# TASK OBJECTIVE
Write out the entry on the chain rule for several variables below in full, keeping every character and line break the same.

** Begin GIVEN PASSAGE **

<?xml version="1.0" encoding="UTF-8"?>

<record version="7" id="2798">
 <title>chain rule (several variables)</title>
 <name>ChainRuleSeveralVariables</name>
 <created>2002-03-22 08:57:46</created>
 <modified>2003-10-07 09:37:40</modified>
 <type>Theorem</type>
<parent id="2561">chain rule</parent>
 <creator id="146" name="rmilson"/>
 <author id="146" name="rmilson"/>
 <classification>
	<category scheme="msc" code="26B12"/>
 </classification>
 <related>
	<object name="ChainRule"/>
	<object name="Jacobian"/>
	<object name="JacobianMatrix"/>
 </related>
 <preamble>\usepackage{amsmath}
\usepackage{amsfonts}
\usepackage{amssymb}
\newcommand{\vF}{\mathbf{F}}
\newcommand{\vG}{\mathbf{G}}

\newcommand{\reals}{\mathbb{R}}
\newcommand{\natnums}{\mathbb{N}}
\newcommand{\cnums}{\mathbb{C}}
\newcommand{\znums}{\mathbb{Z}}

\newcommand{\lp}{\left(}
\newcommand{\rp}{\right)}
\newcommand{\lb}{\left[}
\newcommand{\rb}{\right]}

\newcommand{\supth}{^{\text{th}}}


\newtheorem{proposition}{Proposition}</preamble>
 <content>The chain rule is a theorem of analysis that governs derivatives of
composed functions.  The basic theorem is the chain rule for functions
of one variables (\PMlinkname{see here}{ChainRule}). This entry
is devoted to the more general version involving functions of several
variables and partial derivatives.  Note: the symbol $D_k$ will be
used to denote the partial derivative with respect to the $k\supth$
variable.

** End GIVEN PASSAGE **
** Begin DATASET EXCERPTS **

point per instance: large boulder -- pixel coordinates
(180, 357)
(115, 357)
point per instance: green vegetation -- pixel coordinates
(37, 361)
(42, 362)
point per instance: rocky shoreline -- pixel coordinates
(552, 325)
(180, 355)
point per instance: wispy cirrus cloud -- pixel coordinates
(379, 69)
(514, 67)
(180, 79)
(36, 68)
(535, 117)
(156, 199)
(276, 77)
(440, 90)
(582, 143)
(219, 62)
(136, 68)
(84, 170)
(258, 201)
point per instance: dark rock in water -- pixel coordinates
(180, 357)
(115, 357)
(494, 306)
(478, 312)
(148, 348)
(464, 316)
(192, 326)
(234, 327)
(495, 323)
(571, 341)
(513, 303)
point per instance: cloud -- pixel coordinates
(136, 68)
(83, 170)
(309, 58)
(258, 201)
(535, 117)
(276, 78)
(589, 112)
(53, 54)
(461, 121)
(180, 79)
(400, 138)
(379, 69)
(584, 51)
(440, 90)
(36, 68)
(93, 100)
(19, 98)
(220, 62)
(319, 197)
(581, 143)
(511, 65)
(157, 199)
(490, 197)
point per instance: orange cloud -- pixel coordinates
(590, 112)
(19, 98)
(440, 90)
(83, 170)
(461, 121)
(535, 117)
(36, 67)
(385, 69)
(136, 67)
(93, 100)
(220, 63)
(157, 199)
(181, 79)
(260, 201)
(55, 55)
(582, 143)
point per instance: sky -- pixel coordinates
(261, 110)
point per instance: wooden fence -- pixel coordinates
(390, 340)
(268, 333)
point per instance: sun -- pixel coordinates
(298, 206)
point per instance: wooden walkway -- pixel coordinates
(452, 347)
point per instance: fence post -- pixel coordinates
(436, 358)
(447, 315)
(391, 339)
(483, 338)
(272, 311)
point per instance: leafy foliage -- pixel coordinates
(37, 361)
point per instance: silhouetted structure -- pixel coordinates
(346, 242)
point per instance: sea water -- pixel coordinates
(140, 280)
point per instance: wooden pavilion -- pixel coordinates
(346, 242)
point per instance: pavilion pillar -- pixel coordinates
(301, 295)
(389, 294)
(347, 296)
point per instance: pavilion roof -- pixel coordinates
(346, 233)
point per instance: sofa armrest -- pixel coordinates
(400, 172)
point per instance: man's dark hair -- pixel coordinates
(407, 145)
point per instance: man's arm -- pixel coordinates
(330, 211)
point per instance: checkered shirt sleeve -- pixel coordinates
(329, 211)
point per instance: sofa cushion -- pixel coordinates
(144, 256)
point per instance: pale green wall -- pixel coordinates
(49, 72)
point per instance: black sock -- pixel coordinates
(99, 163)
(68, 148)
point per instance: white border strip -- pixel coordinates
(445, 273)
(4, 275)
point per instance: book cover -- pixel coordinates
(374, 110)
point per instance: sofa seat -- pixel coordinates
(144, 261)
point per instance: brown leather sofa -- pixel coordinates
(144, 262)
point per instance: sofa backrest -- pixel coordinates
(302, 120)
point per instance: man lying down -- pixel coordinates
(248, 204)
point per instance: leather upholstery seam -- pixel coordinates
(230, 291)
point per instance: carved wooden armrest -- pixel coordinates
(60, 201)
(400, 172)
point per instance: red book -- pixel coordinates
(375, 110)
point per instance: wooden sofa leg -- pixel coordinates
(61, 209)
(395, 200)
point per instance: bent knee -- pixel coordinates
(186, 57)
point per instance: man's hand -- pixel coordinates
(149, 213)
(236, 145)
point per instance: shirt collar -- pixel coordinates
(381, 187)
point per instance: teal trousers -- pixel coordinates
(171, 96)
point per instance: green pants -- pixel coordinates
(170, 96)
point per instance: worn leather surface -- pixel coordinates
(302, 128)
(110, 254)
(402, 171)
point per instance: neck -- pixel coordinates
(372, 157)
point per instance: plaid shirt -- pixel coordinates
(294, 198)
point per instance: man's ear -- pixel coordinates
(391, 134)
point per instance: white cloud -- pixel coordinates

** End DATASET EXCERPTS **
** Begin DATASET EXCERPTS **

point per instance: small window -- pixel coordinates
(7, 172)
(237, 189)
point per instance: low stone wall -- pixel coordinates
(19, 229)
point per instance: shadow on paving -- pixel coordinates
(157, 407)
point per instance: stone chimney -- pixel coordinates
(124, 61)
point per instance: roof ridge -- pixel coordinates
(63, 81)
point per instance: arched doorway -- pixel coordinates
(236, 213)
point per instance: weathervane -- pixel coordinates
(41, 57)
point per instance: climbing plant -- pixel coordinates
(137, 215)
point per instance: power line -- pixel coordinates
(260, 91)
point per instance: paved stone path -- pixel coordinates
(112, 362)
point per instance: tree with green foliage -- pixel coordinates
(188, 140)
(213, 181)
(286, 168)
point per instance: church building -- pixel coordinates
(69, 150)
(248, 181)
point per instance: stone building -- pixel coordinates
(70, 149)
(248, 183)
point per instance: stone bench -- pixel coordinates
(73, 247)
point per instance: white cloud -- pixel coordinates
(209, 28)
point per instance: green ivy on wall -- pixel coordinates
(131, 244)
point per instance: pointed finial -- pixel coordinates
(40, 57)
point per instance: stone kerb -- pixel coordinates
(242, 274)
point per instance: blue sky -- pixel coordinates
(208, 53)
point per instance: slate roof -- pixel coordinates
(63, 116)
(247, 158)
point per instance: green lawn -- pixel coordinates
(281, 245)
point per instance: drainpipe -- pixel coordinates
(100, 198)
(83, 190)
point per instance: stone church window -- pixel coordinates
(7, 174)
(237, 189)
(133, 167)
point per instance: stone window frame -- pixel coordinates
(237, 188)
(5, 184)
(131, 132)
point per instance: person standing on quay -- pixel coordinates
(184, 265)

** End DATASET EXCERPTS **
** Begin DATASET EXCERPTS **

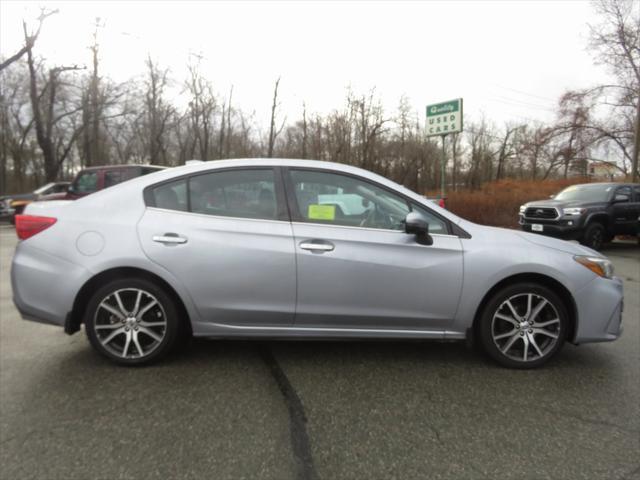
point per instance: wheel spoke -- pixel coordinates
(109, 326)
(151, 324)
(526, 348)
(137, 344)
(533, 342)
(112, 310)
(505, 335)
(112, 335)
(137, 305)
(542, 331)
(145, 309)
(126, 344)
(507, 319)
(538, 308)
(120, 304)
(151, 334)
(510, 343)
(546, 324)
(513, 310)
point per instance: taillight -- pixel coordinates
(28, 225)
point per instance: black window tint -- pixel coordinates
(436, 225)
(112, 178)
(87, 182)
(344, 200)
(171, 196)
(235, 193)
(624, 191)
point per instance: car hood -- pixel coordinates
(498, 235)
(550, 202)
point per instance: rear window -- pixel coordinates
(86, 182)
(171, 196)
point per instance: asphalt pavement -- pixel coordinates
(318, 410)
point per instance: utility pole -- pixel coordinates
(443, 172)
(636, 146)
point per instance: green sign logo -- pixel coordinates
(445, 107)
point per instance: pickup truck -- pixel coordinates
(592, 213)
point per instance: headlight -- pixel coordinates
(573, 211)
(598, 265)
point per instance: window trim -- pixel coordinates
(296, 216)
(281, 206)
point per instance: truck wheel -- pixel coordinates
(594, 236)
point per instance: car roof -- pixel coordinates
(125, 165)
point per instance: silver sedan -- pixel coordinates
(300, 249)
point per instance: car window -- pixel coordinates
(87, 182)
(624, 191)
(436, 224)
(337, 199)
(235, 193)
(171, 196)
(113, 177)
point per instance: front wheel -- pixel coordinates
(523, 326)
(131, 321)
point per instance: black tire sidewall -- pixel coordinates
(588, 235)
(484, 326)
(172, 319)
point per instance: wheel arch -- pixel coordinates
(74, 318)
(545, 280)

** End DATASET EXCERPTS **

# RESULT FOR THIS TASK
<?xml version="1.0" encoding="UTF-8"?>

<record version="7" id="2798">
 <title>chain rule (several variables)</title>
 <name>ChainRuleSeveralVariables</name>
 <created>2002-03-22 08:57:46</created>
 <modified>2003-10-07 09:37:40</modified>
 <type>Theorem</type>
<parent id="2561">chain rule</parent>
 <creator id="146" name="rmilson"/>
 <author id="146" name="rmilson"/>
 <classification>
	<category scheme="msc" code="26B12"/>
 </classification>
 <related>
	<object name="ChainRule"/>
	<object name="Jacobian"/>
	<object name="JacobianMatrix"/>
 </related>
 <preamble>\usepackage{amsmath}
\usepackage{amsfonts}
\usepackage{amssymb}
\newcommand{\vF}{\mathbf{F}}
\newcommand{\vG}{\mathbf{G}}

\newcommand{\reals}{\mathbb{R}}
\newcommand{\natnums}{\mathbb{N}}
\newcommand{\cnums}{\mathbb{C}}
\newcommand{\znums}{\mathbb{Z}}

\newcommand{\lp}{\left(}
\newcommand{\rp}{\right)}
\newcommand{\lb}{\left[}
\newcommand{\rb}{\right]}

\newcommand{\supth}{^{\text{th}}}


\newtheorem{proposition}{Proposition}</preamble>
 <content>The chain rule is a theorem of analysis that governs derivatives of
composed functions.  The basic theorem is the chain rule for functions
of one variables (\PMlinkname{see here}{ChainRule}). This entry
is devoted to the more general version involving functions of several
variables and partial derivatives.  Note: the symbol $D_k$ will be
used to denote the partial derivative with respect to the $k\supth$
variable.